**Aim of the task:**
Every line below between the one holding "positive clicks: (395, 100)" and the one holding "positive clicks: (9, 645)", inclusive, should be copied exactly, and no other line.

**Exercise data:**
┏━━

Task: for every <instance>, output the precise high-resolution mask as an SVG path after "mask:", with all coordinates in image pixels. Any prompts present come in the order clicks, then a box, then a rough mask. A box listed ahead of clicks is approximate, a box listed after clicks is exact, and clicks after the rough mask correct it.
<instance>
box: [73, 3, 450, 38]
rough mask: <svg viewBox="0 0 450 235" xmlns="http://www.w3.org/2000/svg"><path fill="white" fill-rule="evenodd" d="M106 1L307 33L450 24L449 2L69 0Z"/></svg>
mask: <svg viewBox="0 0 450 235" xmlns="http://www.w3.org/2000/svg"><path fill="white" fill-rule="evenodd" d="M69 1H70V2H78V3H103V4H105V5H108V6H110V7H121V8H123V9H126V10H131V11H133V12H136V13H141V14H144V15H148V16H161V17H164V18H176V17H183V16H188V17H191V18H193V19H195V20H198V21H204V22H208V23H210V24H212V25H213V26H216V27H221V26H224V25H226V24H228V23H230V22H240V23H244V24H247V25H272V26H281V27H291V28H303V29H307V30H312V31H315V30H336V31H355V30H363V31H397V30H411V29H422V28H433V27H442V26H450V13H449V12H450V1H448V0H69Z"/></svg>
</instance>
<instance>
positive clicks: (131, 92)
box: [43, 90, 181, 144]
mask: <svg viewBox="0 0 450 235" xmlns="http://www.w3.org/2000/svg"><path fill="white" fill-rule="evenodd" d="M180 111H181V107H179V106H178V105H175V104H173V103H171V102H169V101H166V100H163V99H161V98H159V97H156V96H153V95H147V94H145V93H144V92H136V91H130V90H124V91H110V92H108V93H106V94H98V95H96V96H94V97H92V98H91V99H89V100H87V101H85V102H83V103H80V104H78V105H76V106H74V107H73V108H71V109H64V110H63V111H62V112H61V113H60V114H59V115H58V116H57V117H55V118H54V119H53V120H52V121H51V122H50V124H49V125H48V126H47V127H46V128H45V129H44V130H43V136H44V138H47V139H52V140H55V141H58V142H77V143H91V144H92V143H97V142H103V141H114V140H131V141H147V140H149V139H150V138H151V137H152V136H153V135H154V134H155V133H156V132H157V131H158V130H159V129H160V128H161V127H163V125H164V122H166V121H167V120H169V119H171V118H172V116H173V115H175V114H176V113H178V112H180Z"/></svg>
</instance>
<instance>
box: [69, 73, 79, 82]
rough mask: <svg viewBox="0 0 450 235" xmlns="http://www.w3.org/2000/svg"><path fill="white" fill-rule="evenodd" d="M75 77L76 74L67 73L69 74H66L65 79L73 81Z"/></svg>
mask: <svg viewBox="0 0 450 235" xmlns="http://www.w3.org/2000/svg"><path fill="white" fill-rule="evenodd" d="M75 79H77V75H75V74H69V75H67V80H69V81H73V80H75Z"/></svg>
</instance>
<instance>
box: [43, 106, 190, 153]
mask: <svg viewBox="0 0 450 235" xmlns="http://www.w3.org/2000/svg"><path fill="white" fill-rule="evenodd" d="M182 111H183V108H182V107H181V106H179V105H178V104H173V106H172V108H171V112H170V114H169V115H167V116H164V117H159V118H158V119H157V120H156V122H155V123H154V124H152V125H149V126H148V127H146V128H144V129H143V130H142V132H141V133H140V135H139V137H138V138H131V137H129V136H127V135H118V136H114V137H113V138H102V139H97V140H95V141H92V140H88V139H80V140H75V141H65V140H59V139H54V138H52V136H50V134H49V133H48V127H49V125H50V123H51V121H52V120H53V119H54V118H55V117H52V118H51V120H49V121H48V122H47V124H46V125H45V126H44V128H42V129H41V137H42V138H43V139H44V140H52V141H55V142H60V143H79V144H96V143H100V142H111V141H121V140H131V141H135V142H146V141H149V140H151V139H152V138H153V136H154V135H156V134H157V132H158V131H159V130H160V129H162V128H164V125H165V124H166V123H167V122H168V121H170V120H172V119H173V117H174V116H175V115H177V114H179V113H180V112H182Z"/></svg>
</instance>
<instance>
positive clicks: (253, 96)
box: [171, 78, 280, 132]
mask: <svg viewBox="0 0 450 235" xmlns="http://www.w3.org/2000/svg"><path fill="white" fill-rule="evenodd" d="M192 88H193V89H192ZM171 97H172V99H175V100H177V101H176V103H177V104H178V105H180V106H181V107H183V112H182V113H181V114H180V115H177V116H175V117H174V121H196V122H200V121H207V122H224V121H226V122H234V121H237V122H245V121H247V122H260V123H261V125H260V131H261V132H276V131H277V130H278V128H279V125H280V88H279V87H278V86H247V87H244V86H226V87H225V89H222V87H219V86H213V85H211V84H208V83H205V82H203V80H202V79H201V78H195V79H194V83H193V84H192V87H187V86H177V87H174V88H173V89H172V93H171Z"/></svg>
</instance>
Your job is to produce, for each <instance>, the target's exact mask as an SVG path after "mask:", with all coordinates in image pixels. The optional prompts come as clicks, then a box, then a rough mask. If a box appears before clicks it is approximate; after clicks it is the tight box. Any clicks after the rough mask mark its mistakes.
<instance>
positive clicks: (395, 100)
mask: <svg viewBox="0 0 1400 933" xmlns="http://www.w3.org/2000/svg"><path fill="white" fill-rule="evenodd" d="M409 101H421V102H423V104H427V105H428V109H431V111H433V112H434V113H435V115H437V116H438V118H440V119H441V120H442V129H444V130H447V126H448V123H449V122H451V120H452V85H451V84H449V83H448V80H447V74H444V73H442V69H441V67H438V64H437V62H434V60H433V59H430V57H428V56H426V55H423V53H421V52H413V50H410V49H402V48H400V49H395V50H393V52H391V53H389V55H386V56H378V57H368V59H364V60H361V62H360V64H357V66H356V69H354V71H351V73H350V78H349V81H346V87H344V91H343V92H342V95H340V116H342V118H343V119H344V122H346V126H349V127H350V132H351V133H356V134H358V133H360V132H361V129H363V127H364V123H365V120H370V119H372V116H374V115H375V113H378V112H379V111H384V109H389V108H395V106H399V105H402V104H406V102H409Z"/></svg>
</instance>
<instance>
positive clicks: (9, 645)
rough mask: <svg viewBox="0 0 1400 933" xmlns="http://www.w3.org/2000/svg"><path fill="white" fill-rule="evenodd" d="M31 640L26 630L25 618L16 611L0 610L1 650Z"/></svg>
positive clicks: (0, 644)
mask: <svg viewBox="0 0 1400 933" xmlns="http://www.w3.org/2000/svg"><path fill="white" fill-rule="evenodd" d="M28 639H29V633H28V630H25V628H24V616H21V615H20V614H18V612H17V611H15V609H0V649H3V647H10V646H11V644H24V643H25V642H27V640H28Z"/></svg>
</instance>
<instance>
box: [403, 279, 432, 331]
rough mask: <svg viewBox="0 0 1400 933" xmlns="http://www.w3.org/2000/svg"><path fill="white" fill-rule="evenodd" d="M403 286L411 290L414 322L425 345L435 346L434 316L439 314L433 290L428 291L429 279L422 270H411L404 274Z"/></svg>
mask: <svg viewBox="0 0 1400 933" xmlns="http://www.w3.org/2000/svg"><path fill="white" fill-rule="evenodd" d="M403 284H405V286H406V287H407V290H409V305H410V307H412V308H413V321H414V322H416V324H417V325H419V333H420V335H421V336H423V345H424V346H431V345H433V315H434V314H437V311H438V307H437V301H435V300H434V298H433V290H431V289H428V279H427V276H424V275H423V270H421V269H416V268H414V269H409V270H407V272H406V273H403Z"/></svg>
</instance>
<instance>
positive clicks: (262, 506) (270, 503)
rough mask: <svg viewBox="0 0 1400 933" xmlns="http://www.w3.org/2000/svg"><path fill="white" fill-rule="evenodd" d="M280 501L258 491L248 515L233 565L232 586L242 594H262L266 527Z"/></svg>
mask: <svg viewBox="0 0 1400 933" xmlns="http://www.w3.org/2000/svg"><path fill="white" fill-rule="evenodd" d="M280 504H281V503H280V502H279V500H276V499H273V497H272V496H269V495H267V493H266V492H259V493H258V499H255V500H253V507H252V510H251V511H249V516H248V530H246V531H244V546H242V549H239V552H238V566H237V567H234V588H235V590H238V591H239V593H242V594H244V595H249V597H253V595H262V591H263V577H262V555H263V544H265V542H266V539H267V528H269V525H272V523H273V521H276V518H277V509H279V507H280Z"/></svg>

┗━━

**The completed task:**
positive clicks: (395, 100)
mask: <svg viewBox="0 0 1400 933" xmlns="http://www.w3.org/2000/svg"><path fill="white" fill-rule="evenodd" d="M409 101H421V102H423V104H427V105H428V109H431V111H433V112H434V113H435V115H437V116H438V118H440V119H441V120H442V129H444V130H447V126H448V123H449V122H451V120H452V85H451V84H449V83H448V80H447V74H444V73H442V69H441V67H438V64H437V62H434V60H433V59H430V57H428V56H426V55H423V53H421V52H413V50H410V49H402V48H400V49H395V50H393V52H391V53H389V55H386V56H378V57H368V59H364V60H361V62H360V64H357V66H356V69H354V71H351V73H350V78H349V81H346V87H344V91H343V92H342V95H340V116H342V118H343V119H344V122H346V126H349V127H350V132H351V133H356V134H358V133H360V132H361V129H363V127H364V123H365V120H370V119H372V116H374V115H375V113H378V112H379V111H384V109H389V108H395V106H399V105H402V104H406V102H409Z"/></svg>
</instance>
<instance>
positive clicks: (9, 645)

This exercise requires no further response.